_Dataset extract_
◆ ◆ ◆ ◆ ◆ ◆ ◆

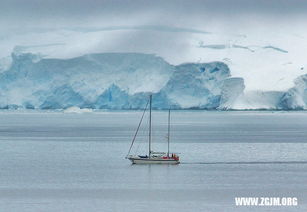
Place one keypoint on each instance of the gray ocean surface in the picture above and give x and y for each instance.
(55, 161)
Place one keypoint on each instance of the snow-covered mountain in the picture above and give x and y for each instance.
(124, 81)
(115, 81)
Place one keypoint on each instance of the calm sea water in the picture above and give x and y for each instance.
(54, 161)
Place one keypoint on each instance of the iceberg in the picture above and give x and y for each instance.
(296, 97)
(115, 81)
(124, 80)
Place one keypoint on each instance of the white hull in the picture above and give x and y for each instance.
(136, 160)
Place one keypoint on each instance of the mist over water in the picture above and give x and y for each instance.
(65, 161)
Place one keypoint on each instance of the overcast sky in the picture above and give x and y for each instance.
(269, 36)
(193, 13)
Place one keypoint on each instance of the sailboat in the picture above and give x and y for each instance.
(153, 157)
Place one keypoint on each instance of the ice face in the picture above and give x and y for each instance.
(115, 81)
(124, 81)
(296, 97)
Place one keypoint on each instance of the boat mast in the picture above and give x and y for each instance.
(168, 131)
(149, 146)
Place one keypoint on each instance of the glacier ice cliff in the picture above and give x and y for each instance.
(115, 81)
(124, 81)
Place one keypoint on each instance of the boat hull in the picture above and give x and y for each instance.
(153, 161)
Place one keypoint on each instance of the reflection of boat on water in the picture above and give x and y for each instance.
(153, 157)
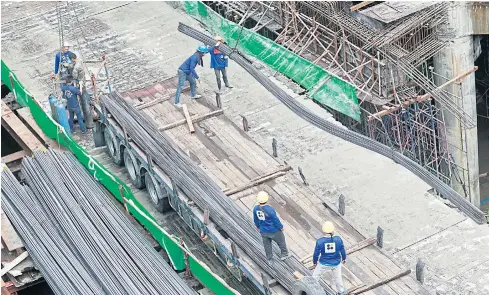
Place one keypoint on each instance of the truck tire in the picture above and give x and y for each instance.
(308, 286)
(157, 194)
(113, 147)
(132, 167)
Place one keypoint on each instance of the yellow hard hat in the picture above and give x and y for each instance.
(262, 197)
(328, 227)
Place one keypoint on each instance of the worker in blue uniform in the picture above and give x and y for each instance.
(270, 227)
(61, 60)
(330, 252)
(186, 72)
(70, 93)
(219, 62)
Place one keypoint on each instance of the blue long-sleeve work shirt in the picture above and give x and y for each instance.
(266, 219)
(61, 58)
(188, 66)
(219, 60)
(329, 250)
(71, 93)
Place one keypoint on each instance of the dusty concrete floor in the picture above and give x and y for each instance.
(143, 45)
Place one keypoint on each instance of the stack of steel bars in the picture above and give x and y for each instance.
(79, 239)
(463, 204)
(201, 189)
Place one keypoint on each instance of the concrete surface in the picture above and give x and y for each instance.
(142, 43)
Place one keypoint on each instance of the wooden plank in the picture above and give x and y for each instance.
(19, 131)
(360, 5)
(9, 235)
(189, 120)
(195, 119)
(14, 157)
(14, 263)
(253, 183)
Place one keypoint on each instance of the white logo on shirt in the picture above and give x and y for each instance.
(68, 94)
(329, 248)
(261, 215)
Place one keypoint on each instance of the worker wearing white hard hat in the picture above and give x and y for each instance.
(270, 227)
(330, 252)
(219, 62)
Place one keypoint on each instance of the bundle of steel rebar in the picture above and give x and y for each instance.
(79, 239)
(463, 204)
(201, 189)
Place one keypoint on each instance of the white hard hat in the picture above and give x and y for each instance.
(262, 197)
(328, 227)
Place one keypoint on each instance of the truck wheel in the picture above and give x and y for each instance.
(308, 286)
(157, 194)
(131, 164)
(113, 147)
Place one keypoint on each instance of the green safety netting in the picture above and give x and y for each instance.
(116, 187)
(335, 93)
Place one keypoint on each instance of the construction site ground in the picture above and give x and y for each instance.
(143, 46)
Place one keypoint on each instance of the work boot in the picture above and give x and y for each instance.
(285, 256)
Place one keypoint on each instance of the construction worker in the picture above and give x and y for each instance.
(76, 70)
(270, 227)
(219, 62)
(330, 252)
(60, 60)
(70, 93)
(186, 72)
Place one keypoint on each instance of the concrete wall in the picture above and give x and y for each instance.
(457, 57)
(480, 18)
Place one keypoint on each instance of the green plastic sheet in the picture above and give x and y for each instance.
(335, 93)
(117, 188)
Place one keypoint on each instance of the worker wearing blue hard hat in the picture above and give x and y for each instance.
(219, 62)
(330, 253)
(270, 227)
(186, 72)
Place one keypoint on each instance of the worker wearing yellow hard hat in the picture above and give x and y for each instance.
(330, 252)
(219, 62)
(270, 227)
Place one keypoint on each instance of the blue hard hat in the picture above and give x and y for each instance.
(203, 49)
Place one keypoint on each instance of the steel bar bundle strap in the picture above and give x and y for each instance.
(342, 132)
(201, 189)
(79, 239)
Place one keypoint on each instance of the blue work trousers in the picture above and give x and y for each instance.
(76, 111)
(182, 77)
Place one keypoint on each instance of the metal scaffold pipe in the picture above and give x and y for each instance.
(463, 204)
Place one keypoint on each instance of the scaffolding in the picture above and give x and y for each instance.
(391, 70)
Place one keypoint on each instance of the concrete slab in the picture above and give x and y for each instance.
(142, 43)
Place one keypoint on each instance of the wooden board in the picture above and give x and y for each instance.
(189, 120)
(19, 131)
(9, 235)
(232, 159)
(14, 157)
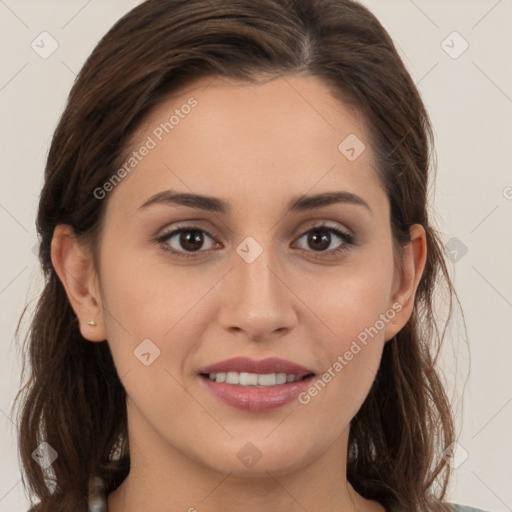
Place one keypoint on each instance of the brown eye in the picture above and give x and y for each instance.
(189, 239)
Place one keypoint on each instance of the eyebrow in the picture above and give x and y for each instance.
(216, 205)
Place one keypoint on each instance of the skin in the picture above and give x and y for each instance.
(256, 146)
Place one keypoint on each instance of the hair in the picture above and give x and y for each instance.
(73, 398)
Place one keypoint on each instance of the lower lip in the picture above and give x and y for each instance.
(255, 399)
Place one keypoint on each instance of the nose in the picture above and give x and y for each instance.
(258, 302)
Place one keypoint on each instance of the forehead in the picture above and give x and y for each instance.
(245, 141)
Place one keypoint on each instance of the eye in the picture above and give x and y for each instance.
(187, 239)
(320, 238)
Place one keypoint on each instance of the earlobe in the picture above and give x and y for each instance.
(74, 266)
(406, 284)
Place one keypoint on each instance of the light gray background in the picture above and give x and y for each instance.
(469, 99)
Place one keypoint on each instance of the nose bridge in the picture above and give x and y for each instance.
(258, 302)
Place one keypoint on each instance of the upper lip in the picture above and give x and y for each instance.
(263, 366)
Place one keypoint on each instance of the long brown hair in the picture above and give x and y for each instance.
(73, 398)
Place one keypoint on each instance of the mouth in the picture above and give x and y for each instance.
(256, 386)
(255, 380)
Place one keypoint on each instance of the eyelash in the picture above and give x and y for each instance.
(348, 240)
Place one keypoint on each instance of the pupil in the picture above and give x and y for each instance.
(191, 240)
(324, 240)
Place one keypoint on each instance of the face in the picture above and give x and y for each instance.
(257, 271)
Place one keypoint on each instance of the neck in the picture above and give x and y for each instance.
(163, 478)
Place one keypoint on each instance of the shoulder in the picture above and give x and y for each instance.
(465, 508)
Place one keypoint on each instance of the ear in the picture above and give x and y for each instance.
(73, 263)
(406, 283)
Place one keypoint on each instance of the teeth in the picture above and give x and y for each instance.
(253, 379)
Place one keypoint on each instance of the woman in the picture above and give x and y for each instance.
(240, 268)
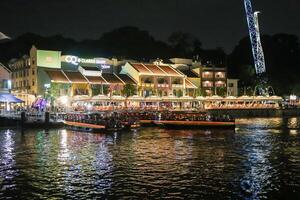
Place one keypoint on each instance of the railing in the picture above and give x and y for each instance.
(177, 86)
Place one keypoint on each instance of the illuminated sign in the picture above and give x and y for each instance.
(75, 60)
(49, 59)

◆ ◆ ◆ ◆ ◆ ◆ ◆

_Brief_
Copy out the lines of the data from the one containing "Place one keypoint on each instance of the railing" through the end of the data, inclusive, word for word.

_The solution_
Place one keypoint on each instance of the railing in the picture above and give x and y for each instance.
(177, 86)
Place one keypoint on each instance of the illuminated sign in the picture above and give x and y for each instance.
(75, 60)
(49, 59)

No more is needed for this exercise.